TASK INSTRUCTIONS
Copy out the listing that follows, exact in every word, and skip the images.

-- start TASK DATA --

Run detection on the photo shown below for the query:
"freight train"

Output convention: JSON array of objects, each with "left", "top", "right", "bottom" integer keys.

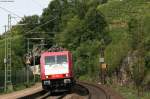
[{"left": 40, "top": 50, "right": 75, "bottom": 91}]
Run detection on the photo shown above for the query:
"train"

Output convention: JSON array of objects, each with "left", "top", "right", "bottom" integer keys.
[{"left": 40, "top": 50, "right": 75, "bottom": 91}]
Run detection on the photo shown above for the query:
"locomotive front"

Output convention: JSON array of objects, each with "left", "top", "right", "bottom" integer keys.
[{"left": 40, "top": 51, "right": 74, "bottom": 90}]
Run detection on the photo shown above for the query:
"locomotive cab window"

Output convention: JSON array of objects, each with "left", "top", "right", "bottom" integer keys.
[
  {"left": 45, "top": 55, "right": 67, "bottom": 65},
  {"left": 57, "top": 55, "right": 67, "bottom": 64},
  {"left": 45, "top": 56, "right": 55, "bottom": 65}
]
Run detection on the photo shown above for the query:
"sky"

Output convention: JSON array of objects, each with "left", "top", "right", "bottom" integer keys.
[{"left": 0, "top": 0, "right": 52, "bottom": 34}]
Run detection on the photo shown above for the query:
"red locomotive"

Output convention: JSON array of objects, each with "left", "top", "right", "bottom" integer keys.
[{"left": 40, "top": 51, "right": 75, "bottom": 90}]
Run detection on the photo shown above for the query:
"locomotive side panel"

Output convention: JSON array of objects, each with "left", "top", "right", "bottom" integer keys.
[{"left": 40, "top": 51, "right": 74, "bottom": 90}]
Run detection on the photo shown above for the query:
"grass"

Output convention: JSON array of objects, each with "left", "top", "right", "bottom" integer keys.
[{"left": 112, "top": 85, "right": 150, "bottom": 99}]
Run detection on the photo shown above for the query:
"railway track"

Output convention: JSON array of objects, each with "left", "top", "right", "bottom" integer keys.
[{"left": 1, "top": 82, "right": 123, "bottom": 99}]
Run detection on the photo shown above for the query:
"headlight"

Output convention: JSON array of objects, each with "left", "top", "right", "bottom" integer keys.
[
  {"left": 44, "top": 80, "right": 51, "bottom": 85},
  {"left": 64, "top": 79, "right": 71, "bottom": 84}
]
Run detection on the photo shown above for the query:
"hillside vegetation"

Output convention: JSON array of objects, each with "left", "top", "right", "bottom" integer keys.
[{"left": 0, "top": 0, "right": 150, "bottom": 97}]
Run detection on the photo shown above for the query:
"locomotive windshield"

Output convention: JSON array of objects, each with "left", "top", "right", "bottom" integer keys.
[{"left": 45, "top": 55, "right": 67, "bottom": 65}]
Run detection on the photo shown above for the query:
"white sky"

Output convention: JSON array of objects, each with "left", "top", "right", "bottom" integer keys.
[{"left": 0, "top": 0, "right": 52, "bottom": 34}]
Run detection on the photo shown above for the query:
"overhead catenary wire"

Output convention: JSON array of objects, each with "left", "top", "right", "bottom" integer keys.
[
  {"left": 0, "top": 6, "right": 22, "bottom": 18},
  {"left": 31, "top": 0, "right": 43, "bottom": 8}
]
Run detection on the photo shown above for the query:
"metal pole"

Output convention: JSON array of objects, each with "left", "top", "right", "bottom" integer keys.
[
  {"left": 27, "top": 39, "right": 30, "bottom": 86},
  {"left": 4, "top": 25, "right": 7, "bottom": 92}
]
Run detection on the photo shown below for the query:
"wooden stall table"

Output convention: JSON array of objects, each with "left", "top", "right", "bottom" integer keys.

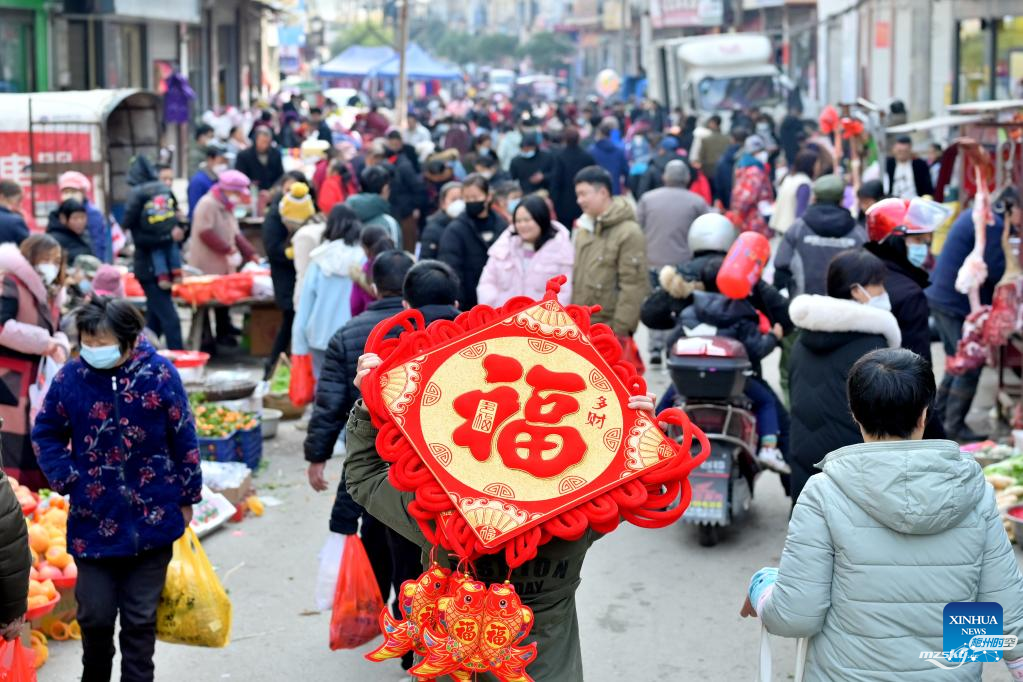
[
  {"left": 238, "top": 216, "right": 266, "bottom": 258},
  {"left": 175, "top": 299, "right": 283, "bottom": 356}
]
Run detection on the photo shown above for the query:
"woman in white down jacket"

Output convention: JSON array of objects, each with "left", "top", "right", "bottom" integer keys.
[{"left": 476, "top": 194, "right": 575, "bottom": 308}]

-- end TASK DATA --

RESPONSE TO THE EXERCISE
Run detection on the photo shown below for the query:
"freight train"

Output convention: JSON array of objects, each with "left", "top", "right", "bottom" integer keys.

[{"left": 40, "top": 50, "right": 75, "bottom": 91}]
Run detection on the photo shown above for the query:
"train"

Output convention: JSON array of objects, each with "left", "top", "right", "bottom" integer keys.
[{"left": 40, "top": 50, "right": 75, "bottom": 91}]
Run detection on the photo shown above for the query:
"locomotive front"

Output convention: JSON array of objects, each with "left", "top", "right", "bottom" integer keys.
[{"left": 40, "top": 51, "right": 74, "bottom": 90}]
Run detection on the photo shown above for the query:
"locomotive cab window"

Output convention: JSON array of objects, each with "left", "top", "right", "bottom" integer keys.
[
  {"left": 45, "top": 55, "right": 67, "bottom": 65},
  {"left": 57, "top": 55, "right": 67, "bottom": 64},
  {"left": 45, "top": 56, "right": 55, "bottom": 65}
]
Run detection on the photo shown above for the query:
"sky"

Output convention: JSON array of objects, each with "left", "top", "right", "bottom" integer keys.
[{"left": 0, "top": 0, "right": 52, "bottom": 34}]
Run detection on the photo shown above for the query:
"red locomotive"

Output convention: JSON array of objects, each with "left", "top", "right", "bottom" integer keys.
[{"left": 40, "top": 51, "right": 75, "bottom": 90}]
Run detection on the photo shown above for the query:
"locomotive side panel"

Output convention: JSON array of objects, each with "left", "top", "right", "bottom" integer keys.
[{"left": 40, "top": 51, "right": 74, "bottom": 90}]
Run detection on the photo shown above for the query:
"grass"

Output convention: JSON array of objects, each with "left", "top", "right", "bottom" integer keys.
[{"left": 112, "top": 85, "right": 150, "bottom": 99}]
Run detection on the photo shown above for the query:
"railway track"

Output convention: JSON array of objects, each with "left", "top", "right", "bottom" integer keys.
[{"left": 1, "top": 82, "right": 123, "bottom": 99}]
Run detection on the photo shown above for the query:
"headlight"

Output convention: JSON array of objects, each with "left", "top", "right", "bottom" integer keys.
[
  {"left": 44, "top": 80, "right": 51, "bottom": 85},
  {"left": 64, "top": 79, "right": 71, "bottom": 84}
]
Run detection on the photo shown above for the query:
"hillside vegetation"

Output convention: JSON array of objects, each with "left", "top", "right", "bottom" integer keys.
[{"left": 0, "top": 0, "right": 150, "bottom": 97}]
Run detection on the photo shown above for the query:
"locomotive windshield"

Output convention: JSON array of objects, each with "left", "top", "right", "bottom" integer keys.
[{"left": 45, "top": 55, "right": 67, "bottom": 65}]
Run detection on the photo shown above for the query:
"white sky"

Output convention: JSON array of objects, each with "left", "top", "right", "bottom" integer keys.
[{"left": 0, "top": 0, "right": 52, "bottom": 34}]
Run detection on the photo shown above for the query:
"overhead catenary wire"

Output convention: JSON array of objects, each with "left", "top", "right", "bottom" integer keys.
[
  {"left": 0, "top": 6, "right": 22, "bottom": 18},
  {"left": 31, "top": 0, "right": 43, "bottom": 8}
]
Run detection on the photo shown above for the query:
"metal pole"

Output convention: JSON array of objects, each with "left", "top", "right", "bottom" integer keys.
[
  {"left": 27, "top": 39, "right": 30, "bottom": 86},
  {"left": 4, "top": 25, "right": 7, "bottom": 92}
]
Run detection on the photo shown below for the query:
"wooden stall table"

Output convention: JSON array of objects, each with "left", "top", "right", "bottom" integer keys.

[
  {"left": 238, "top": 216, "right": 266, "bottom": 258},
  {"left": 175, "top": 299, "right": 283, "bottom": 356}
]
Run detection on the photo shown above for the query:
"woman in white down jacket"

Output convention: JSON array of objects, each with "left", "top", "right", "bottom" integer keys.
[{"left": 476, "top": 194, "right": 575, "bottom": 308}]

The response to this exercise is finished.